● Dataset records
##############################

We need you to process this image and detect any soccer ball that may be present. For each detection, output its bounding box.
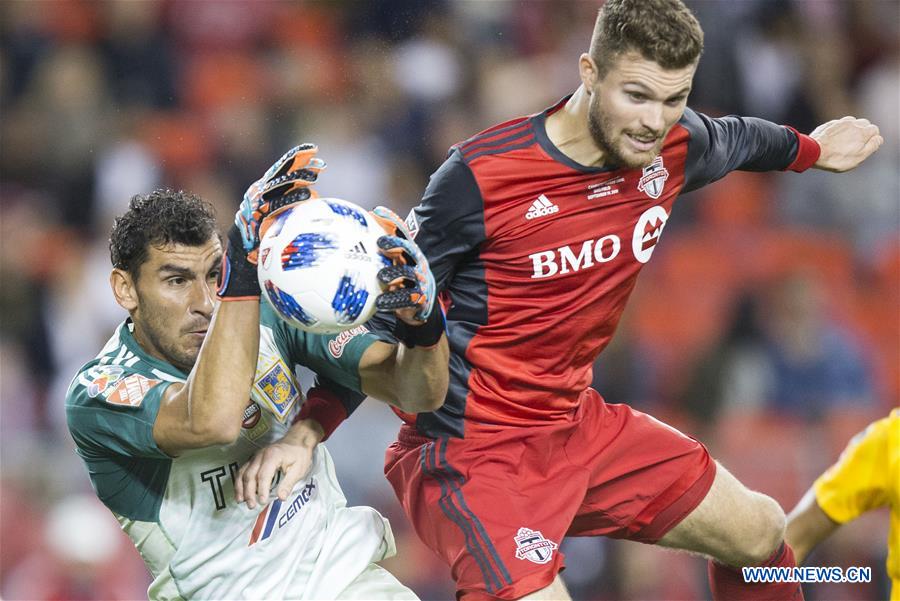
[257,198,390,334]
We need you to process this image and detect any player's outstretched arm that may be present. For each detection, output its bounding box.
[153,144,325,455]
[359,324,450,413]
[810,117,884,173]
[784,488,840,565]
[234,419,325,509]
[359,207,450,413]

##############################

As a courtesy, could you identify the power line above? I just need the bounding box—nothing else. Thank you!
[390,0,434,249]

##############################

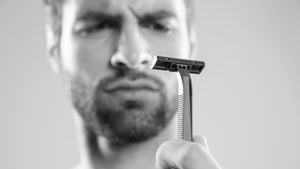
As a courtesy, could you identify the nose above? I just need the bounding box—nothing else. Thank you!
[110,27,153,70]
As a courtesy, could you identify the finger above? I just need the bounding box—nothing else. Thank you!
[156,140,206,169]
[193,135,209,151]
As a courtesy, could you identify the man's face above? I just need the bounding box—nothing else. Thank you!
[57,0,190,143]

##############################

Please count the lines in the data above that contain the word "process", with case counting, and give only the number.

● Final answer
2